*** DOCUMENT TEXT ***

“Car parts,” says Sara Eklund, shaking her head. “They had no idea what they were, so they took a wild guess.” Eklund had hurdles importing the first menstrual cups into Ethiopia, but she hadn’t anticipated having to explain to confused customs officials what the small, pink silicone cups were used for.
She had finally got a green light to bring an initial 200 Noble Cups into the country, only to have them confiscated by the Ethiopian Revenue and Customs Authority (Erca) – over apparent paperwork issues. But Eklund was not deterred. “I thought: go big or go home.” So she went for 5,000 in her second shipment.
There was a new hitch. Erca categorised the product as a luxury item, and imposed a 69% tax. “It was madness,” says Eklund. “The system is made to infuriate and frustrate.”
With some determination from Eklund, Noble Cup is now on sale in more than 30 shops across the capital, Addis Ababa, with plans to expand.
At 230 birr (£3.50), the cups are prohibitively expensive for most women and girls in Ethiopia, where only 28% of women report having “everything they need” to manage their periods, and 25% do not use any form of sanitary product, relying instead on whatever they can find: rags, newspaper, even cloths filled with ash.
Eklund hopes that promoting the product will help encourage a more open discussion, and reduce the stigma and shame around menstrual health. “This is something every single woman goes through every month,” she says.
But shame is deeply embedded, says Mekdim Hailu, campaigner at WaterAid Ethiopia. “Pharmacists still hand sanitary pads to customers in newspaper and a plastic bag. Even as young women in an urban area, my friends and I still use code words for periods.”
Hailu welcomes cups as an eco-friendly alternative but says even those who could afford to buy them – and have access to clean water – may avoid them for cultural reasons.

*** End of DOCUMENT TEXT ***
*** EXTRACTED MATERIAL ***

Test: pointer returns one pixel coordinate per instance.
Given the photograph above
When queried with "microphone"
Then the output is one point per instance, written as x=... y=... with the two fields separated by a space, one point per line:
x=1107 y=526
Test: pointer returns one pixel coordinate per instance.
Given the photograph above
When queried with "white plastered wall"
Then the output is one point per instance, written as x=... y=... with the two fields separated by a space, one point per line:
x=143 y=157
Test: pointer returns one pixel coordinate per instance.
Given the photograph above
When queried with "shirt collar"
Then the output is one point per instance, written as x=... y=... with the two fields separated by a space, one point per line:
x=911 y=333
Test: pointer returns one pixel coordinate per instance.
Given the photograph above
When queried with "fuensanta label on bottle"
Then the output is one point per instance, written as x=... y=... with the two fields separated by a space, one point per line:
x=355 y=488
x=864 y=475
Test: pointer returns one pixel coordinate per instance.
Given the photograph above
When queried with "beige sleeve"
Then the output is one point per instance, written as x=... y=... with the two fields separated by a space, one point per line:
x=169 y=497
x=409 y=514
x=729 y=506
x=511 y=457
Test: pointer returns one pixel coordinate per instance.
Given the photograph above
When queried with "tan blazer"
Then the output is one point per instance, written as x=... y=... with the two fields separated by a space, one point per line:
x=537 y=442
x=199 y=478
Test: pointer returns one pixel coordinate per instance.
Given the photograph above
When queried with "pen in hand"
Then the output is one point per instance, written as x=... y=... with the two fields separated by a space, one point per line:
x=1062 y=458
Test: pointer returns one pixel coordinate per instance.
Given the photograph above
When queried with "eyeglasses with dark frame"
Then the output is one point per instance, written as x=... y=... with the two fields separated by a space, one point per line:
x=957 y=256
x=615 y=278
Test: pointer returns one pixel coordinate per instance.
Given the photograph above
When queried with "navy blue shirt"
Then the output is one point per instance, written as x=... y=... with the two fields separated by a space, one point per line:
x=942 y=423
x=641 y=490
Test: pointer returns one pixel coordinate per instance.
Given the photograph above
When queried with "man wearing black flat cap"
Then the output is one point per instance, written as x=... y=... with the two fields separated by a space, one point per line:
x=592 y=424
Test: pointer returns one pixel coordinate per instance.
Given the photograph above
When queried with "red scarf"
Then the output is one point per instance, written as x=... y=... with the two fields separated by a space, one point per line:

*** End of EXTRACTED MATERIAL ***

* _TASK ITEM_
Write the next few paragraphs of the article on bringing menstrual cups into Ethiopia, picking up after its final sentence.

* _WRITTEN ANSWER_
“We want girls and women to have many choices, but it’s a foreign concept to put an external product inside your vagina – even tampons are not used here – so there is a lot to be done in terms of awareness of this [product].”
Born in Virginia to an Ethiopian mother and American father, Eklund went to high school in Ethiopia but returned to the US for college. She was inspired to start her business after her own discovery of menstrual cups, a “eureka moment” in her freshman year.
She considered launching a charity to provide cups for free, but her mother, a businesswoman, knocked that idea down. “She told me, ‘If it’s going to be anything, it has to be a business – this concept that Africans just need free stuff is wrong.’”
“She was right,” says Eklund. “I don’t think donating the cups would have had the same power. When women choose to buy a product, they are more invested in it. They will share stories about it. That’s when behavioural change comes.”
Eklund’s team runs basic biology workshops in schools, introducing children to period products. They are also active on social media.
“It’s no coincidence that the rise of the menstrual movement has coincided with the growth of social media,” says Eklund. She cites a woman from Hawassa who contacted the team after watching a TikTok video. “We sent her some, and she’s become a sort of unofficial ambassador for us,” says Eklund.